§ **TASK DESCRIPTION**: Rescale the material from the line containing "Where can the tree" through the line containing "[[445, 251]]", both included. Return only those lines, each one reproduced, with every coordinate in the answers multiplied by 0.55 and rounded to a whole number, halves rounding up.

§ **INPUT RECORDS**:

■ ■ ■ ■ ■ ■ ■

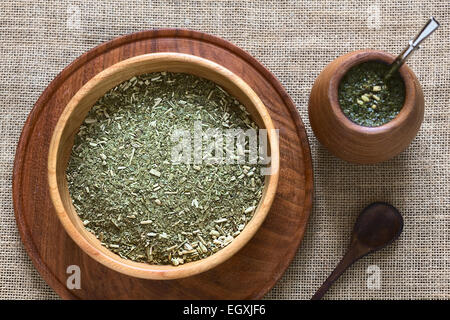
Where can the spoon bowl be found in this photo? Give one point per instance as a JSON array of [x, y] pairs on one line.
[[378, 225]]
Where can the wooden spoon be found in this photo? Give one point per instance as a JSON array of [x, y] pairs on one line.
[[377, 226]]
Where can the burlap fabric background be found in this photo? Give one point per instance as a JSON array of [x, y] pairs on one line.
[[294, 39]]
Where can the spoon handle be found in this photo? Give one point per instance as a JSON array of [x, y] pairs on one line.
[[413, 44], [353, 254]]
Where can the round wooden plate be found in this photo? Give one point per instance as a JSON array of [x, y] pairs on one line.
[[252, 272]]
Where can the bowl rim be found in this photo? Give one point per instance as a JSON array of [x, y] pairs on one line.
[[144, 270], [360, 56]]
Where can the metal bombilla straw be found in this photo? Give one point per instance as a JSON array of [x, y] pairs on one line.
[[428, 29]]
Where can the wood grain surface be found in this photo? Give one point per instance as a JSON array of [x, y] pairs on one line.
[[249, 274]]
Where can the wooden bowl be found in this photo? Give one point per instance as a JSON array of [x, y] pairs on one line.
[[75, 113], [350, 141]]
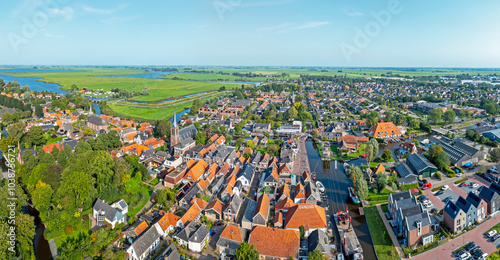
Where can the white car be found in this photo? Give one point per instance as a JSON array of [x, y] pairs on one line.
[[465, 255]]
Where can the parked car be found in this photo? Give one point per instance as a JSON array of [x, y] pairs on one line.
[[492, 233], [470, 246]]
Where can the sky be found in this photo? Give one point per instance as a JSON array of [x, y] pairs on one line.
[[358, 33]]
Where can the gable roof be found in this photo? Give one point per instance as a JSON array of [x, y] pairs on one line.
[[265, 239], [310, 216]]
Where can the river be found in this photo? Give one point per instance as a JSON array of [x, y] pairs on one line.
[[331, 174]]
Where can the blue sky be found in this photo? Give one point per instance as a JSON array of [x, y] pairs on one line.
[[425, 33]]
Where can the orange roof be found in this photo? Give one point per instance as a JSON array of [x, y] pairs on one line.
[[141, 227], [215, 205], [275, 242], [232, 232], [384, 129], [284, 204], [196, 171], [310, 216], [201, 203], [262, 205], [190, 214], [168, 220]]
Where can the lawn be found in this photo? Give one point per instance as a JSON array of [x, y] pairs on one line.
[[381, 240], [158, 89]]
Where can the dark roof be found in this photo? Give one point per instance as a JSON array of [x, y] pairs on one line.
[[187, 132], [95, 120], [170, 253], [473, 199], [403, 169], [419, 163], [144, 242], [464, 204], [451, 209]]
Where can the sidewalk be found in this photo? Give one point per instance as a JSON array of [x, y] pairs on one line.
[[391, 233]]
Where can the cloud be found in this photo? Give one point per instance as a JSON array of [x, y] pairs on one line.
[[119, 20], [266, 3], [352, 13], [66, 12], [93, 10], [54, 36], [288, 27]]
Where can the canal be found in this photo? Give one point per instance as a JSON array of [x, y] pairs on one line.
[[331, 174]]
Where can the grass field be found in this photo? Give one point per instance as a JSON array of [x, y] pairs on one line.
[[381, 240], [158, 89], [211, 76]]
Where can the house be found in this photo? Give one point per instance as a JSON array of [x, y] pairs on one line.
[[170, 253], [145, 245], [246, 175], [96, 123], [469, 210], [421, 165], [265, 239], [213, 211], [168, 223], [232, 210], [318, 239], [454, 217], [113, 214], [261, 214], [229, 240], [419, 229], [492, 199], [394, 198], [385, 130], [194, 236], [311, 216], [479, 204]]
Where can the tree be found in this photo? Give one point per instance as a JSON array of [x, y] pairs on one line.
[[246, 252], [316, 255], [449, 116], [436, 115], [495, 154], [387, 155], [381, 180]]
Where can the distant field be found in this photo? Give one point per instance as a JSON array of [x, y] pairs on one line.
[[158, 89], [213, 77], [155, 111]]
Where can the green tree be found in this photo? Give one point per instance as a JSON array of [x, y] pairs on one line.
[[316, 255], [449, 116], [246, 252], [436, 115]]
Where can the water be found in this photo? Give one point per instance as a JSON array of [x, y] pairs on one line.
[[331, 174]]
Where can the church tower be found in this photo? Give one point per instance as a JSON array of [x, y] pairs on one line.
[[174, 133]]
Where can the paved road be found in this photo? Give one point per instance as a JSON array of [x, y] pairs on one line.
[[444, 252]]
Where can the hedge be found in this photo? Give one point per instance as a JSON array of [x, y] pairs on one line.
[[462, 180]]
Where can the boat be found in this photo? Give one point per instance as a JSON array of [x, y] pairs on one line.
[[353, 196], [358, 256], [320, 186]]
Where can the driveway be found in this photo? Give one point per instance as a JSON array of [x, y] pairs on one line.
[[445, 251]]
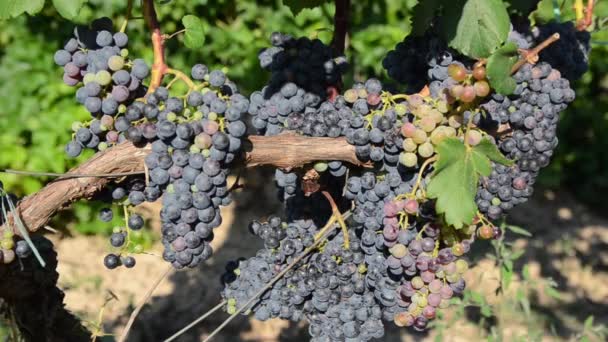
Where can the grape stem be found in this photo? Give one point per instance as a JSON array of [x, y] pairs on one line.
[[531, 56], [197, 321], [169, 36], [70, 175], [329, 227], [159, 66], [125, 332], [339, 218], [123, 28]]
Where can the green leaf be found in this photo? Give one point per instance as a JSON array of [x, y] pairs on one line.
[[195, 32], [423, 14], [518, 230], [522, 7], [476, 28], [296, 6], [486, 311], [499, 68], [14, 8], [69, 9], [457, 171], [550, 10]]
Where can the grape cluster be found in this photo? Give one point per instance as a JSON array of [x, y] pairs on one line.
[[302, 73], [96, 60], [11, 247], [327, 287], [416, 60], [532, 113], [570, 54]]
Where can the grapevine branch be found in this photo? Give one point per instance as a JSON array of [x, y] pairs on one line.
[[285, 151]]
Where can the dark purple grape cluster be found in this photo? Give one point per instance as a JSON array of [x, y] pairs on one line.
[[194, 139], [417, 60], [532, 114], [96, 60], [570, 54], [327, 288], [11, 246]]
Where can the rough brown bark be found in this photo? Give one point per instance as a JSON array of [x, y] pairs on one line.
[[284, 151]]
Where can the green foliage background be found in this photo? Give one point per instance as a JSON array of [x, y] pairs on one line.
[[36, 109]]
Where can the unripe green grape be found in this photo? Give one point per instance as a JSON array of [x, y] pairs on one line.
[[351, 95], [408, 129], [457, 72], [461, 266], [7, 243], [419, 136], [482, 88], [400, 109], [457, 90], [442, 106], [116, 63], [479, 73], [473, 137], [171, 116], [398, 251], [321, 167], [457, 249], [8, 256], [485, 232], [408, 159], [468, 94], [437, 135], [426, 150], [437, 116], [427, 124], [455, 121], [409, 145], [422, 301], [88, 78]]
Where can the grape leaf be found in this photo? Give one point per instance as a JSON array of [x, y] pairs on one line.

■ ■ ■ ■ ■ ■ ■

§ **RESULT FOR THIS EXERCISE**:
Where can the tree be found in this photo? Give one point per instance as a JSON array of [x, y] pairs on one line.
[[135, 139], [174, 140], [247, 64], [240, 63], [272, 85], [213, 85], [210, 99]]
Where can the distant field be found in this photo? Give one point per instance as a JSON array of [x, y] pairs on one line.
[[87, 49], [117, 42], [85, 61]]
Where can the green tree be found in this photo? Give one point per instance as a JSON array of [x, y] pairs on one line.
[[174, 140], [247, 64], [135, 139], [240, 63]]
Where can the water be found in this photo? Give one point per instance as a JSON array of [x, y] pairs on one line.
[[182, 96]]
Where can the church tower be found in this photo? Give one point per instance as a JSON array of [x, y] pairs on one line.
[[96, 73]]
Where can the paved road be found in this photo? Give one point per instance as a JSON array of [x, y] pairs on one line.
[[244, 139]]
Where can the hedge be found in this photo? Give one point per instance as a JSON array of [x, y] pairs on one line.
[[254, 99]]
Where can the boat be found in this photo? Give one point per instance as a JSON array of [x, y] pairs on one line.
[[194, 108], [197, 141], [176, 102]]
Where can the driveway be found in this photo? Give one point per instance as a JSON array of [x, y] pairs on one line.
[[245, 138]]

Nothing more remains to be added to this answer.